PROBLEM DESCRIPTION –
If a line in the following entries holds the string "locate", include it in the tally. State the total and nothing further.

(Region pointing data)
=== Section Start ===

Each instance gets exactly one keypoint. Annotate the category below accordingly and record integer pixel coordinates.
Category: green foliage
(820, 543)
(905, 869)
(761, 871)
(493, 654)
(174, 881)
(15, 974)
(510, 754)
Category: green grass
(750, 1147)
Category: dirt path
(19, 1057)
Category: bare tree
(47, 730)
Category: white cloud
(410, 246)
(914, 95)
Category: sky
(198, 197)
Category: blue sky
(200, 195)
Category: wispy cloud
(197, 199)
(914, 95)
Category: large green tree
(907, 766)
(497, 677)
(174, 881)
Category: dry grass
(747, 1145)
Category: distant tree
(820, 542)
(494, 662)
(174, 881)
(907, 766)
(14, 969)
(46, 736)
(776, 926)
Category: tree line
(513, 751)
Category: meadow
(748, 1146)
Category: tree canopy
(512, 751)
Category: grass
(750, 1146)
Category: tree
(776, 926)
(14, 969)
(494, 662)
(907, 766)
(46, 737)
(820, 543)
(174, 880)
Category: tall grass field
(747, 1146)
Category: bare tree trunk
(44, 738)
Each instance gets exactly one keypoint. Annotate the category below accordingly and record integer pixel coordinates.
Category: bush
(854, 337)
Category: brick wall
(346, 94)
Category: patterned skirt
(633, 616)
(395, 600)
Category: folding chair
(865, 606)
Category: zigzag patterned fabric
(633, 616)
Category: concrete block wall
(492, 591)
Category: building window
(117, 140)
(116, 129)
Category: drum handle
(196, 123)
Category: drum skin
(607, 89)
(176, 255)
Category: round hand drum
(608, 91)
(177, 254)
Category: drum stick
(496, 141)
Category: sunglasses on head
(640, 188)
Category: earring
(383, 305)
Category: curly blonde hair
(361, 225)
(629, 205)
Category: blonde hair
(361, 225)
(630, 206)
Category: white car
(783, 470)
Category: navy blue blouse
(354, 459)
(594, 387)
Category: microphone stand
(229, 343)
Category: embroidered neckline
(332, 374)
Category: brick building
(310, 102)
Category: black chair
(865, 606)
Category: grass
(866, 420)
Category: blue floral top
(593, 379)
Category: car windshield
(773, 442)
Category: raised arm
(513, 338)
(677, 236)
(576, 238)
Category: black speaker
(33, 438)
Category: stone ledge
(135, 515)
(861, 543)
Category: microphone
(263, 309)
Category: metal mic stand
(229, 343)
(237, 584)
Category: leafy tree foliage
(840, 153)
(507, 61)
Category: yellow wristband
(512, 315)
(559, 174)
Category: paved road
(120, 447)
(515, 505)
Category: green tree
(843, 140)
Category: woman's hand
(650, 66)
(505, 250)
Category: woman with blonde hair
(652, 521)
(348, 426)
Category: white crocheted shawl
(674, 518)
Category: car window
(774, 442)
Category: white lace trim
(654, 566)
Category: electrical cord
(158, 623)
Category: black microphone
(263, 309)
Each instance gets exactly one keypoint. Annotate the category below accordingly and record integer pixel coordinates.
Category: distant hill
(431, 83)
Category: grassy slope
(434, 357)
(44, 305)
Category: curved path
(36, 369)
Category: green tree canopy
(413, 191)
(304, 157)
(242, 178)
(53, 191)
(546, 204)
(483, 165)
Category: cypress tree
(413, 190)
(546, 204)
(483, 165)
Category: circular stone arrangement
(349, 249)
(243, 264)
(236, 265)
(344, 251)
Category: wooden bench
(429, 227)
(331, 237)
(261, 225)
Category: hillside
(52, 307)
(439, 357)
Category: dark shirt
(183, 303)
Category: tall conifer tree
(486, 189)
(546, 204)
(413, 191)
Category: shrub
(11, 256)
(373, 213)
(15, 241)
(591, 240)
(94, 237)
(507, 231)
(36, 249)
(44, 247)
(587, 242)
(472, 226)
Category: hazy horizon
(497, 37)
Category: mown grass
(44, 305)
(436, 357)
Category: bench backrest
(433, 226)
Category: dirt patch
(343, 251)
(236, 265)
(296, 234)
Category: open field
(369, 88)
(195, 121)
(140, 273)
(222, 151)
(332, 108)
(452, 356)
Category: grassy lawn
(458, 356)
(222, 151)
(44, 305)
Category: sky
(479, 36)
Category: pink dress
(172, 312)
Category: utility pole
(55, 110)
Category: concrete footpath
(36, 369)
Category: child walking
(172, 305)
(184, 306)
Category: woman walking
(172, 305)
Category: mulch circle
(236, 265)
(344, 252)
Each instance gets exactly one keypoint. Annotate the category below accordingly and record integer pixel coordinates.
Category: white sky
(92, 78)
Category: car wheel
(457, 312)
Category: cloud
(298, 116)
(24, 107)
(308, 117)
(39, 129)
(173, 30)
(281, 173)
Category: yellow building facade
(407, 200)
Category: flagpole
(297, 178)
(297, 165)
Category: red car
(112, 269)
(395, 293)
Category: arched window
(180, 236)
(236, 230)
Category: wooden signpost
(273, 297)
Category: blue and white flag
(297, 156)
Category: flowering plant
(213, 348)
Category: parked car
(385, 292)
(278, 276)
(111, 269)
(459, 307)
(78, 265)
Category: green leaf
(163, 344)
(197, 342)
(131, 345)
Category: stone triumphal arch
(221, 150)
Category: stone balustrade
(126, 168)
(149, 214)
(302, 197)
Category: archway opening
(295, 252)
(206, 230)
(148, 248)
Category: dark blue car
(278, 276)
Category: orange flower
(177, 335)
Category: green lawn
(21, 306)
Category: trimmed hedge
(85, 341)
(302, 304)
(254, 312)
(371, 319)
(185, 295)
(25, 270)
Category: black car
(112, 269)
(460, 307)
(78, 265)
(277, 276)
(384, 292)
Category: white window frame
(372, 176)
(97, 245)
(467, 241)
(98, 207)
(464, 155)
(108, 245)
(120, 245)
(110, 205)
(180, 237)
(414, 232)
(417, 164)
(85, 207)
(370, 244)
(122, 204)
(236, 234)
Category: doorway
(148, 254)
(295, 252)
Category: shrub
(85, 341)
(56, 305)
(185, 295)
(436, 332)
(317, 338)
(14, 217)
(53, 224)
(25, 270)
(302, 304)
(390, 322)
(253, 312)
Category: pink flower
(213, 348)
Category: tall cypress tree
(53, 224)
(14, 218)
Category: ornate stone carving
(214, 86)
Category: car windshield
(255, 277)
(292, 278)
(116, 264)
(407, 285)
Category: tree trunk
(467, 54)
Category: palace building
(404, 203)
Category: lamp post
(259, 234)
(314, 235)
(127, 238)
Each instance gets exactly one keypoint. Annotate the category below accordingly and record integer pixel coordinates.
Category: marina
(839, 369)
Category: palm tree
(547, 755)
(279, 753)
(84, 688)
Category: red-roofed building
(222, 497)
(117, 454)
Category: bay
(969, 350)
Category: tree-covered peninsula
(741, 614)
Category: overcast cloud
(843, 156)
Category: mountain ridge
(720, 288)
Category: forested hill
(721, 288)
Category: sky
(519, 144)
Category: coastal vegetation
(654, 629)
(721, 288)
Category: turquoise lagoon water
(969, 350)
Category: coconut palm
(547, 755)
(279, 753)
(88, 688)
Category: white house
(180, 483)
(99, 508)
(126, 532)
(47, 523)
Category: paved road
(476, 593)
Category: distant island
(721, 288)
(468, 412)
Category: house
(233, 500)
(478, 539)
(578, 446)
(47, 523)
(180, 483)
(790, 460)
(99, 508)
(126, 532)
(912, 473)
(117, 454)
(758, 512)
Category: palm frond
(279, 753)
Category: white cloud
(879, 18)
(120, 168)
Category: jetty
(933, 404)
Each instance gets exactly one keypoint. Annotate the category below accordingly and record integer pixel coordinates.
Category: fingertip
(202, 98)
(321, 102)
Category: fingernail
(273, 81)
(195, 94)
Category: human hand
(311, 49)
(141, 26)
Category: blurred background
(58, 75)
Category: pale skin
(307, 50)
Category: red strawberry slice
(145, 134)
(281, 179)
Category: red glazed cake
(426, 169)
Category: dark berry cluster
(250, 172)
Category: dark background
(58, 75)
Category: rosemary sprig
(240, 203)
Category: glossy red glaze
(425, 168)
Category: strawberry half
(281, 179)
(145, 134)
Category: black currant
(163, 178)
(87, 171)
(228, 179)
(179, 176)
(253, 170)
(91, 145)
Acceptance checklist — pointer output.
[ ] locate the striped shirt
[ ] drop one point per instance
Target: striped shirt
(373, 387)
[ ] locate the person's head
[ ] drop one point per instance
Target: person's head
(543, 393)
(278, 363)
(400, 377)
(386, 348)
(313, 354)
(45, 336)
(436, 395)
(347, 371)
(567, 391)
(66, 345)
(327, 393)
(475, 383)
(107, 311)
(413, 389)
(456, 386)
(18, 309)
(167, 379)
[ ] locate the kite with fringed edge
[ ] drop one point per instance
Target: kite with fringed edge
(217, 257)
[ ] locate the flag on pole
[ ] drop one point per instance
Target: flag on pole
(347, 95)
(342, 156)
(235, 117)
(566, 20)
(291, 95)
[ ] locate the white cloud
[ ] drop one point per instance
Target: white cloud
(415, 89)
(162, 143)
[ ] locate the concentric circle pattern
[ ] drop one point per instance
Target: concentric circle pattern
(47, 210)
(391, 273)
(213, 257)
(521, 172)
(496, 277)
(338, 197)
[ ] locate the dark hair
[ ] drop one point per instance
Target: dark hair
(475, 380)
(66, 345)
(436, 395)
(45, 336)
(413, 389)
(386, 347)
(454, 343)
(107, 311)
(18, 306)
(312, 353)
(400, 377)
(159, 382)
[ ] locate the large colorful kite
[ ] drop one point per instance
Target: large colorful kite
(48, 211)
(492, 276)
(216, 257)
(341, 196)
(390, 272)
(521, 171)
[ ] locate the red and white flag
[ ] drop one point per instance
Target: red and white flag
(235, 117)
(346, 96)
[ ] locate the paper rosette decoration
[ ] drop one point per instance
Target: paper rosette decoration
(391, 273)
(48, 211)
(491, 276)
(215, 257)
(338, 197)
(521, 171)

=== Section End ===

RESPONSE AREA –
10